MATERIAL PROVIDED:
━━━━━━━━

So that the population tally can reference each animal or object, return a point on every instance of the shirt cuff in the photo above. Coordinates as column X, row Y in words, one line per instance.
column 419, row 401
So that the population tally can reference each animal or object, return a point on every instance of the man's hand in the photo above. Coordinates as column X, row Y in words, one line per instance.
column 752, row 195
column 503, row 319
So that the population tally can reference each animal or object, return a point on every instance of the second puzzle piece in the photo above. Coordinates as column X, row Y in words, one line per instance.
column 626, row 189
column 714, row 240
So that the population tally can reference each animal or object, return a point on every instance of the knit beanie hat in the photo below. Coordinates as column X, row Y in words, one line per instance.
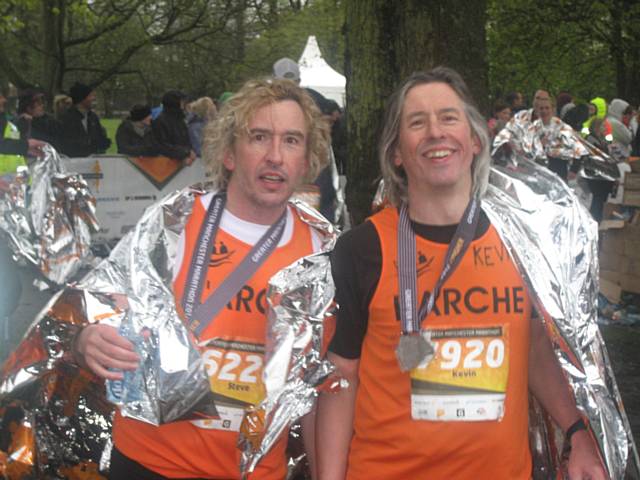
column 79, row 91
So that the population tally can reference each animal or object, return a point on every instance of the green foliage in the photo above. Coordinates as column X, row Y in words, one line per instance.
column 570, row 45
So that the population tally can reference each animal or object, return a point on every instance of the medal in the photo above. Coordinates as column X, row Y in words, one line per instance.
column 413, row 349
column 415, row 346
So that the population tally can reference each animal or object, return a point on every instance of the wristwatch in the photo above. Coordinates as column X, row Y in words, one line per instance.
column 575, row 427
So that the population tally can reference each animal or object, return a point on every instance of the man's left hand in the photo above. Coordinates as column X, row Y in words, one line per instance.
column 584, row 461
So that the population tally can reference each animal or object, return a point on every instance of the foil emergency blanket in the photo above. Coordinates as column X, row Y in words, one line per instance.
column 524, row 138
column 51, row 221
column 554, row 243
column 132, row 291
column 301, row 305
column 64, row 406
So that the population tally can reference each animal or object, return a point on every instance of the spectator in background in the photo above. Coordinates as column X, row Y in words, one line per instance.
column 202, row 111
column 170, row 130
column 575, row 117
column 81, row 132
column 34, row 122
column 134, row 136
column 597, row 109
column 515, row 100
column 619, row 116
column 600, row 189
column 543, row 111
column 61, row 103
column 501, row 115
column 635, row 145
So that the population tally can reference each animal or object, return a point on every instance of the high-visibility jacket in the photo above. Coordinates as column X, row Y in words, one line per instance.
column 10, row 163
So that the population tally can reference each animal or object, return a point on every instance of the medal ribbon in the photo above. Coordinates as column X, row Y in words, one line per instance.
column 200, row 315
column 410, row 318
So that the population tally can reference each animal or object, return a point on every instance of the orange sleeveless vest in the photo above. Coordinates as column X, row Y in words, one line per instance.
column 234, row 360
column 485, row 291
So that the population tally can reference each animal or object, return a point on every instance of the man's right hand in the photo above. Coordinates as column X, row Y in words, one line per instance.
column 35, row 147
column 105, row 351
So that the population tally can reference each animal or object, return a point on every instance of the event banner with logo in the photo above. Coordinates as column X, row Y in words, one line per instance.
column 125, row 186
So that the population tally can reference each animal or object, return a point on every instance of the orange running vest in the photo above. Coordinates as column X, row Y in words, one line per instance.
column 182, row 449
column 485, row 290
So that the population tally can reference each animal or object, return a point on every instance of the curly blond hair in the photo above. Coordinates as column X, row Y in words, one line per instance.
column 234, row 117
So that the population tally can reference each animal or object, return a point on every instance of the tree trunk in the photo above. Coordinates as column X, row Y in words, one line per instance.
column 50, row 16
column 617, row 50
column 386, row 42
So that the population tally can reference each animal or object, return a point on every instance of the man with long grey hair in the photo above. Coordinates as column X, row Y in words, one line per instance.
column 435, row 331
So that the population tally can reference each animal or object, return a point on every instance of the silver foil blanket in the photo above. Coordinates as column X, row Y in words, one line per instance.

━━━━━━━━

TASK DETAILS: Retype the rows above word for word, starting with the first line and ending with the line containing "column 64, row 406", that line included. Leave out any pictures.

WORKED SOLUTION:
So that the population tally can reference each animal or object, return a point on every instance of the shirt cuff in the photo above. Coordinates as column X, row Y in words, one line per instance.
column 419, row 401
So that the population tally can reference each animal or object, return a point on every instance of the man's hand in the photo above. Coordinates as column X, row Y in words, one line per instance.
column 752, row 195
column 503, row 319
So that the population tally can reference each animal or object, return a point on every instance of the second puzzle piece in the photo above. Coordinates as column X, row Y in words, one line per instance.
column 626, row 189
column 714, row 240
So that the population tally can reference each animal or object, return a point on every instance of the knit beanie hat in the photo below. Coordinates as column X, row Y in words, one line per instance.
column 79, row 91
So that the population tally can reference each animal or object, return a point on every instance of the green foliage in the photo above. Coordinates as column X, row Y in words, one line per instance.
column 570, row 45
So that the population tally can reference each animal or object, return a point on every instance of the medal in the photo above. Coordinates as column X, row Y in words, one line per instance.
column 413, row 349
column 415, row 346
So that the population tally can reference each animal or object, return a point on every instance of the wristwatch in the photo above. Coordinates as column X, row Y in words, one line per instance.
column 575, row 427
So that the population tally can reference each animal or object, return a point on every instance of the man's left hand in the photo above. Coordinates as column X, row Y in words, one line per instance.
column 584, row 461
So that the population tally can reference each animal or object, return a point on every instance of the foil emergency blanket in the photo above. Coordinates as column X, row Y in words, one line per instance.
column 524, row 138
column 51, row 221
column 554, row 243
column 132, row 291
column 301, row 305
column 64, row 406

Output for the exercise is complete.